## EXERCISES TO COMPLETE
a) In the iron ore expansion article, what iron ore production target for 2013-14 is BHP confident it will meet?
b) Continue the iron ore expansion article from its last sentence.

═══ TEXT PASSAGE

Miners likely to invest $10 billion in iron ore expansions

Economies of scale will work in favour of our two biggest miners, making huge expansion plans more likely.

a woman

Although the iron ore mining boom may be over, many analysts are predicting some of our country’s biggest miners could spend up to $10 billion on expansion plans in the coming years as they take advantage of lower costs of production.

Yesterday’s quarterly production report by mining giant BHP (ASX: BHP), boosted expectations it will expand on its Pilbara operations. CEO Andrew Mackenzie didn’t confirm, but the group’s performance during the quarter suggest it could be likely in coming years.

BHP announced yesterday, that its stellar September quarter has given it confidence it’ll meet a production target of 212 million tonnes of iron ore in 2013-14. In addition, the expansion of the Jimblebar mine is likely to increase annual production beyond 220 million tonnes per year.

However, if BHP wanted to increase production further, it’ll need to improve its port and rail capacity, which would likely cost between $US4 billion and $US6 billion. Despite a promise to rein in spending, Mr Mackenzie said, “Longer term, a low-cost option to expand Jimblebar to 55 million tonnes per annum and the broader de-bottlenecking of the supply chain, is expected to underpin capital efficient growth in capacity to approximately 260 – 270 million tonnes per annum.”

This would almost put BHP’s iron ore production on par with Rio Tinto (ASX: RIO), which has a current goal of delivering 290 million tonnes per year. However, it’s unlikely BHP will catch up to Rio anytime soon, because it’s also planning to increase production.

══════
═══ RECORDED DATA

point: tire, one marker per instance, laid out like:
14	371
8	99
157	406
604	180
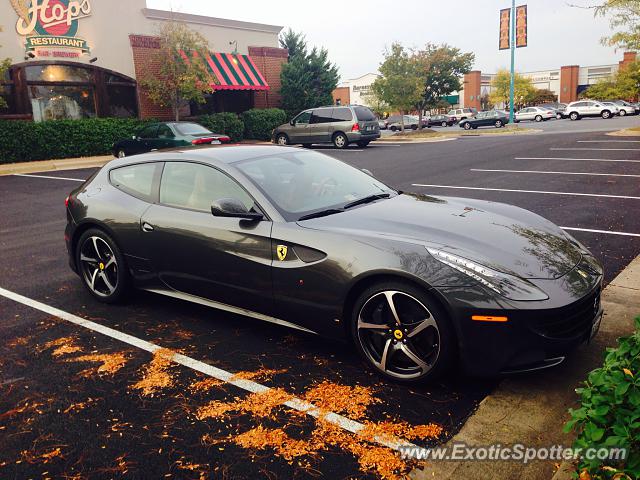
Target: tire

══════
═══ RECORDED DATA

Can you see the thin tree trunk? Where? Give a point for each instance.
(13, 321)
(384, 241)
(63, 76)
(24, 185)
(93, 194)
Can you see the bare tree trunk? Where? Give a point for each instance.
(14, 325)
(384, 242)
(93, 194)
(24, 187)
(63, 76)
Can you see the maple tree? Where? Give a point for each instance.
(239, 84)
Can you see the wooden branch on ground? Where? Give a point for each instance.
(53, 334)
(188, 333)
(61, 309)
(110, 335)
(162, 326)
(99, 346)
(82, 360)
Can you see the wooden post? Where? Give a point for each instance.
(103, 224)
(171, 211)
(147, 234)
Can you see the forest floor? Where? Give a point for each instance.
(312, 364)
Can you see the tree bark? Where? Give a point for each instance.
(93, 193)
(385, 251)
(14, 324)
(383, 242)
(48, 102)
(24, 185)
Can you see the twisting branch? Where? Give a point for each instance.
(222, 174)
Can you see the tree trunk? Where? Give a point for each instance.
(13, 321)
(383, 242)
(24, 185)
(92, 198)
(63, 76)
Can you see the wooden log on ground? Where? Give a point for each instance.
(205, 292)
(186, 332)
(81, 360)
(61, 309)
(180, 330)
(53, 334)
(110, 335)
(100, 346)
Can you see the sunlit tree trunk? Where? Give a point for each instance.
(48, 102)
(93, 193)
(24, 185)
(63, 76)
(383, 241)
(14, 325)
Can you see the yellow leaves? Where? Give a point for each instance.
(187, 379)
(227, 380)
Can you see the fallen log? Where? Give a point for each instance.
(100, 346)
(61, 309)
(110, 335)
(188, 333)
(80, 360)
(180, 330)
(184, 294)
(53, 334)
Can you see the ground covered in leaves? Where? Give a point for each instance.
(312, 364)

══════
═══ RECORDED DATA

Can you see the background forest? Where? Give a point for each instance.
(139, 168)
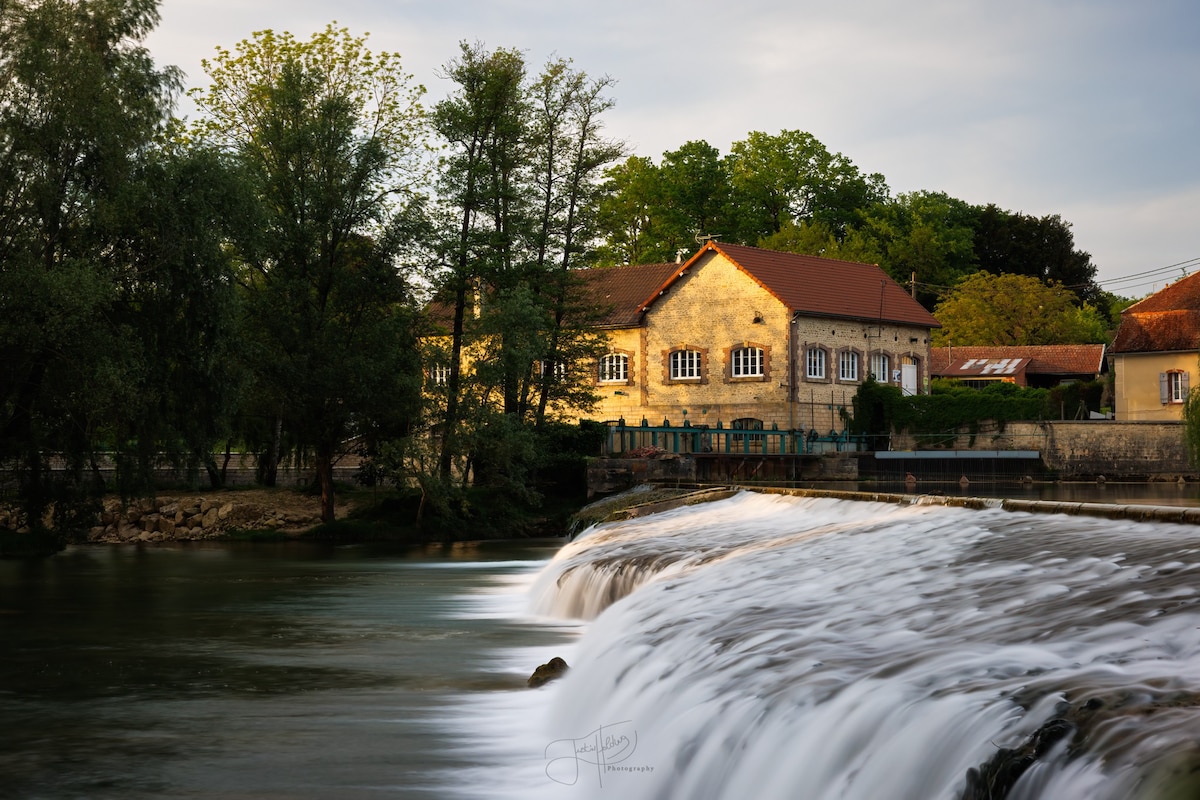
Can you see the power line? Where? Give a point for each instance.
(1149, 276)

══════

## RESULTS FOR EACH TASK
a) 212 million tonnes of iron ore.

b)
It is expected that when Rio’s board meet next month, they will approve an expansion of the company’s iron ore operations to 360 million tonnes per year, at a cost $US5 billion. If both BHP and Rio decide to increase production, it will allow them to realise a lower cost per tonne.

At current spot prices of around $US130 per tonne for iron ore, there is plenty of margin between the cost of production and the price they receive. With many companies increasing production targets, more mines coming online every year and the potential for a steep dive in demand looking likely in the short to medium term, the price of iron ore could drop considerably.

At a price as low as $US85 – $US90 per tonne, many of the smaller iron ore companies would not be able to profitably compete with the likes of Rio, BHP or even Fortescue (ASX: FMG) who have the lowest cost bases.

Foolish Takeaway

Rio will likely expand production, because it makes sense to produce more for less and the company has already invested heavily to put infrastructure in place. According to Arnhem Investment Management’s Neil Boyd-Clark, “With iron ore prices where they are, there is very good money to be made and, of the options BHP has to deploy capital for growth across its portfolio, iron ore is one of the better ones.”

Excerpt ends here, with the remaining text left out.